*Given text:*
··········
Working with Graph Data: Bill of Materials
Manufacturing and e-commerce systems often need bill of materials (BOM) queries. A product contains components, which themselves contain sub-components. Recursive CTEs handle this naturally.
CREATE TABLE products (
id INT PRIMARY KEY,
name VARCHAR(100),
unit_cost DECIMAL(10,2)
);
CREATE TABLE product_components (
parent_id INT REFERENCES products(id),
child_id INT REFERENCES products(id),
quantity INT,
PRIMARY KEY (parent_id, child_id)
);
-- Sample: A bicycle contains parts, some parts contain sub-parts
INSERT INTO products VALUES
(1, 'Bicycle', 0),
(2, 'Frame Assembly', 50.00),
(3, 'Wheel Assembly', 0),
(4, 'Frame', 45.00),
(5, 'Seat Post', 5.00),
(6, 'Rim', 15.00),
(7, 'Tire', 12.00),
(8, 'Spokes', 8.00);
INSERT INTO product_components VALUES
(1, 2, 1), -- Bicycle needs 1 Frame Assembly
(1, 3, 2), -- Bicycle needs 2 Wheel Assemblies
(2, 4, 1), -- Frame Assembly needs 1 Frame
(2, 5, 1), -- Frame Assembly needs 1 Seat Post
(3, 6, 1), -- Wheel Assembly needs 1 Rim
(3, 7, 1), -- Wheel Assembly needs 1 Tire
(3, 8, 36); -- Wheel Assembly needs 36 Spokes
-- BOM explosion: all components needed to build a Bicycle
WITH RECURSIVE bom AS (
-- Anchor: start with top-level product
SELECT
p.id,
p.name,
1 AS quantity,
p.unit_cost,
0 AS level,
CAST(p.name AS VARCHAR(500)) AS assembly_path
FROM products p
WHERE p.id = 1 -- Bicycle
UNION ALL
-- Recursive: find all components
SELECT
p.id,
p.name,
pc.quantity * bom.quantity, -- Cumulative quantity
p.unit_cost,
bom.level + 1,
CAST(bom.assembly_path || ' > ' || p.name AS VARCHAR(500))
FROM products p
INNER JOIN product_components pc ON p.id = pc.child_id
INNER JOIN bom ON pc.parent_id = bom.id
)
··········
*Given information:*

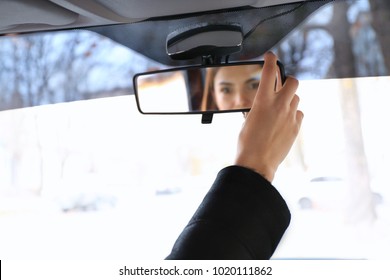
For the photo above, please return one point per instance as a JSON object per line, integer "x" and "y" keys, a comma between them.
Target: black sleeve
··········
*Brief 1:*
In the bill of materials text, what does it say handles BOM queries naturally?
*Brief 2:*
Return the passage of the bill of materials text from "CREATE TABLE products" to "KEY (parent_id, child_id)", copied word for word.

*Final result 1:*
Recursive CTEs.

*Final result 2:*
CREATE TABLE products (
id INT PRIMARY KEY,
name VARCHAR(100),
unit_cost DECIMAL(10,2)
);
CREATE TABLE product_components (
parent_id INT REFERENCES products(id),
child_id INT REFERENCES products(id),
quantity INT,
PRIMARY KEY (parent_id, child_id)